### Kutipan Teks

-=-=-=-=-

Pemenuhan hak pilih warga negara
merupakan unsur paling esensial dan fundamental dalam pelaksanaan pemilihan
umum yang secara serentak akan dilakukan pada 17 April 2019. Untuk melihat kesiapaan
pemenuhan hak pilih dan berbagai faktor yang melingkupinya tersebut, Komnas HAM
melakukan koordinasi dan rapat terbatas pada Senin, 18 Maret 2019 dengan
menghadirkan Ilham Saputra (Anggota KPU RI), Fiasal Rahman (Bawaslu), Brigjen
Nana Sudjana, Anas Syaiful Anwal (Dirjen Pemasyarakatan).
KPU menurut Ilham Sahputra dalam aspek kesiapan penyelenggaran sudah
mencapai 85%, terutama mengenai distribusi logistik pemilu. Persoalan lain yang
muncul adalah mengenai pencoretan dan penyisiran data bagi WNA yang terdaftar
dalam Daftar Pemilih Tetap (DPT), dalam hal ini KPU hanya menerima data dari
Kementerian Dalam Negeri. Hal yang menjadi perhatian adalah meningkatkan DPTb
(pemilih tambahan) yang sampai saat ini terdapat sekitar 200.000 pemilih dan
diperkirakan mencapai 500.000 sampai hari pemilihan. Jumlah pemilih DPTb paling
besar di Provinsi Jawa Barat. Pemilih Luar Negeri yang berjumlah 2.000.000 juga
menjadi sasaran oleh KPU, jumlah tersebut memiliki nilai signifikansi terutama
apabila hasil perolehan/perhitungan suara berbeda tipis. Akan tetapi terdapat
catatan dalam penyelenggaran terutama kesalahan perusahaan eksedisi mengirim
kertas suara “salah kirim oleh ekspedisi, ada yang untuk Australia terkirim ke
Eropa” ujarnya. Sekali lagi mengenai
persoalan DPT yang dinilai complicated
karena terkait dengan Kemendagri juga mengenai kesadaran diri para pemilih
untuk mendaftarkan dirinya.
Fiasal Rahman, Bawaslu RI telah
menetapkan kerawanan pemilu yang mengancam yaitu segala hal yang menimbulkan
gangguan dan berpotensi menghambat proses pemilihan umum yang inklusif dan
benar, terutama didasarkan pada konteks sosial politik (43,89);
penyelenggara pemilu bebas dan adil (53,80); kontestasi (50,65) dan partisipasi
politik (46,18). Hal yang menarik adalah penempatan Yogyakarta sebagai wilayah
terawan kedua di Indonesia dengan skor 52,15 hanya lebih rendah dari Papua
Barat dengan skor 52,83. Khusus untuk penananganan pelanggaran pemilu sampai 25
Februari 2018 “Bawaslu sudah menangani 6.275 pelanggaran, terutama mengenai
pidana, administrasi, kode etik”, ujar Faisal. Untuk temuan tertinggi di
Provinsi Jawa Timur dan pelanggaran tertinggi di Provinsi Jawa Barat. Guna
memberikan pengawasan terhadap penyelenggaran pemilu, Bawaslu sudah melakukan
akreditasi terhadap 50 lembaga pemantau.

-=-=-=-=-

### Data yang Diberikan
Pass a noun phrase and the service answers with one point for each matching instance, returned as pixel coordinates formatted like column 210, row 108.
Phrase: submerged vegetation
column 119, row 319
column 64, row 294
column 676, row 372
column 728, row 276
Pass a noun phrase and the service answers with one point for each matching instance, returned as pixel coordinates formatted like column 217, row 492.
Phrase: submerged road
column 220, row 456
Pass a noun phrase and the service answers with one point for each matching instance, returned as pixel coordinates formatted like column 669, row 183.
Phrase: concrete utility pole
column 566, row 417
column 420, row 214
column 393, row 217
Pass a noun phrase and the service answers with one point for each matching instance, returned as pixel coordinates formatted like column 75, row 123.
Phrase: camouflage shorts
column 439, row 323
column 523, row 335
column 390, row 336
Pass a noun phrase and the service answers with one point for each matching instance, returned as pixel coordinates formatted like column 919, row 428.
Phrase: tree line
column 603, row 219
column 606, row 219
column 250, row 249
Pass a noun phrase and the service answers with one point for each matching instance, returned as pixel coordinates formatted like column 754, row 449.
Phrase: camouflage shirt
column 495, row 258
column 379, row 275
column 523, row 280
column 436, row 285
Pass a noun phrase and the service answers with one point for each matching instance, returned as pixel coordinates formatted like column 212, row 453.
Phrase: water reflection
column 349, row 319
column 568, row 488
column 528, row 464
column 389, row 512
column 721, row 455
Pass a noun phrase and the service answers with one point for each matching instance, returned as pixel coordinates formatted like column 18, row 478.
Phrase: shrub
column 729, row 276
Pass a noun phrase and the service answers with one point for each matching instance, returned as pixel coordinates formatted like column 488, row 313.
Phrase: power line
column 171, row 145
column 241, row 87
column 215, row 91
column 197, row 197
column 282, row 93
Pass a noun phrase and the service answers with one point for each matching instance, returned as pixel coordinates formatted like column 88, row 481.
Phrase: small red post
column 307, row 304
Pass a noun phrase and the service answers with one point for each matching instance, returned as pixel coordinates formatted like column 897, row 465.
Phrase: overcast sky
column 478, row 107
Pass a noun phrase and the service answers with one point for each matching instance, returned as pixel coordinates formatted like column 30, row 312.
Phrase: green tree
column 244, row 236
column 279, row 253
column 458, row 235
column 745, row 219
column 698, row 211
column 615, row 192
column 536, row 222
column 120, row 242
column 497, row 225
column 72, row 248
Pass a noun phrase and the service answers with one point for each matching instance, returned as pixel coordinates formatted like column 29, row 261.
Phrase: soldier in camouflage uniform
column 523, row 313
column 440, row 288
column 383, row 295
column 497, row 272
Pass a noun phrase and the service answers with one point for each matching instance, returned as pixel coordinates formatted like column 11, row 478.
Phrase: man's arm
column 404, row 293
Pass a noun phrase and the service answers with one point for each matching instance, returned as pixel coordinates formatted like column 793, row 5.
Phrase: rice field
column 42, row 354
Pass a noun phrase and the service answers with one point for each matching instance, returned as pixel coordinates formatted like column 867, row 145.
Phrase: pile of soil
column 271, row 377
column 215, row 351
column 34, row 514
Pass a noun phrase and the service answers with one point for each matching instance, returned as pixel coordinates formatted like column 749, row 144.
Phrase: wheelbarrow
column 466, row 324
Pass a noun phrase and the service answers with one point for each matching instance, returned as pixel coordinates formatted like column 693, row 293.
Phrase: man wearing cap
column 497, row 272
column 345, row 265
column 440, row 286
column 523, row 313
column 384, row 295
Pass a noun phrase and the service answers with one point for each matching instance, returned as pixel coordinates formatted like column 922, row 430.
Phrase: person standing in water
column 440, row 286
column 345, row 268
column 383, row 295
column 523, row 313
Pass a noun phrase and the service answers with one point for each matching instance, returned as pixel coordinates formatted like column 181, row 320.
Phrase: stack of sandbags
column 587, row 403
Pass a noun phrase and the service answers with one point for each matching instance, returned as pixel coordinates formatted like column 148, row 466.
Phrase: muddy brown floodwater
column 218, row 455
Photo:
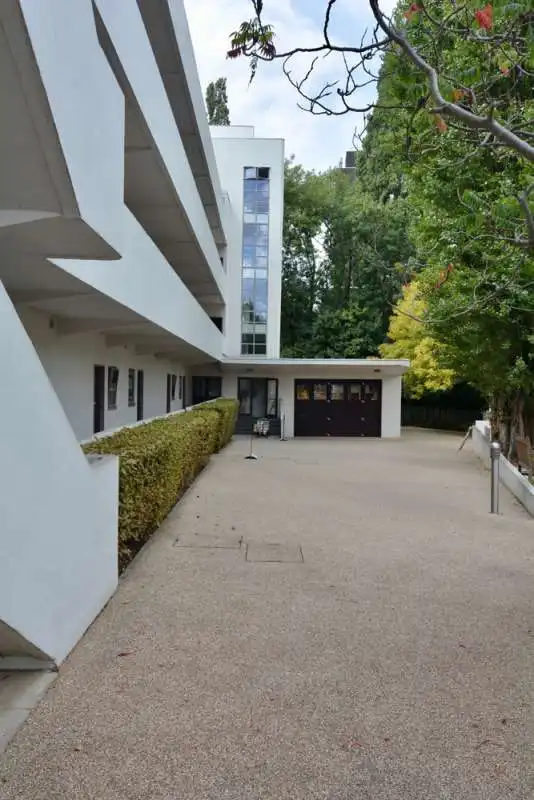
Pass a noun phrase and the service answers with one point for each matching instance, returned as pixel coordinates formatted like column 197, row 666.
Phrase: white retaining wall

-=-=-=-=-

### Soal Latihan
1 - Salin persis semua baris data, mulai dari baris yang memuat "181, row 320." sampai baris yang memuat "column 218, row 455", termasuk kedua baris itu.
2 - Lanjutkan teks tentang pemenuhan hak pilih pada Pemilu 2019 mulai dari kalimat terakhirnya.

### Kunci Jawaban
1 -
Pass a noun phrase and the service answers with one point for each matching instance, returned as pixel coordinates formatted like column 181, row 320.
Phrase: stack of sandbags
column 587, row 403
Pass a noun phrase and the service answers with one point for each matching instance, returned as pixel coordinates formatted like column 148, row 466.
Phrase: muddy brown floodwater
column 218, row 455

2 -
Kepolisian di seluruh Indonesia
sampai saat ini terkait penyelenggaran pemilu 2019 telah menerima 559 laporan
melalui sentra Gakkumdu. Hasil analisa sebanyak 433 bukan merupakan tindak
pidana pemilu dan hanya 126 yang dapat diteruskan ke tahap penyidikan oleh
Polri. “86 perkara masih diselidiki, 6
perkara sudah lengkap, berkas perkara P.21, 28 perkara masih dalam tahap
penyidikan, sedangkan yang di hentikan karena tidak cukup bukti 6 kasus”
ujar Brigjen Nana Sudjana. Secara umum kasusnya berkenaan dengan tindakan yang
menguntungkan/merugikan salah satu calon (10 kasus), pemalsuan (15 kasus) dan money politic (15 kasus).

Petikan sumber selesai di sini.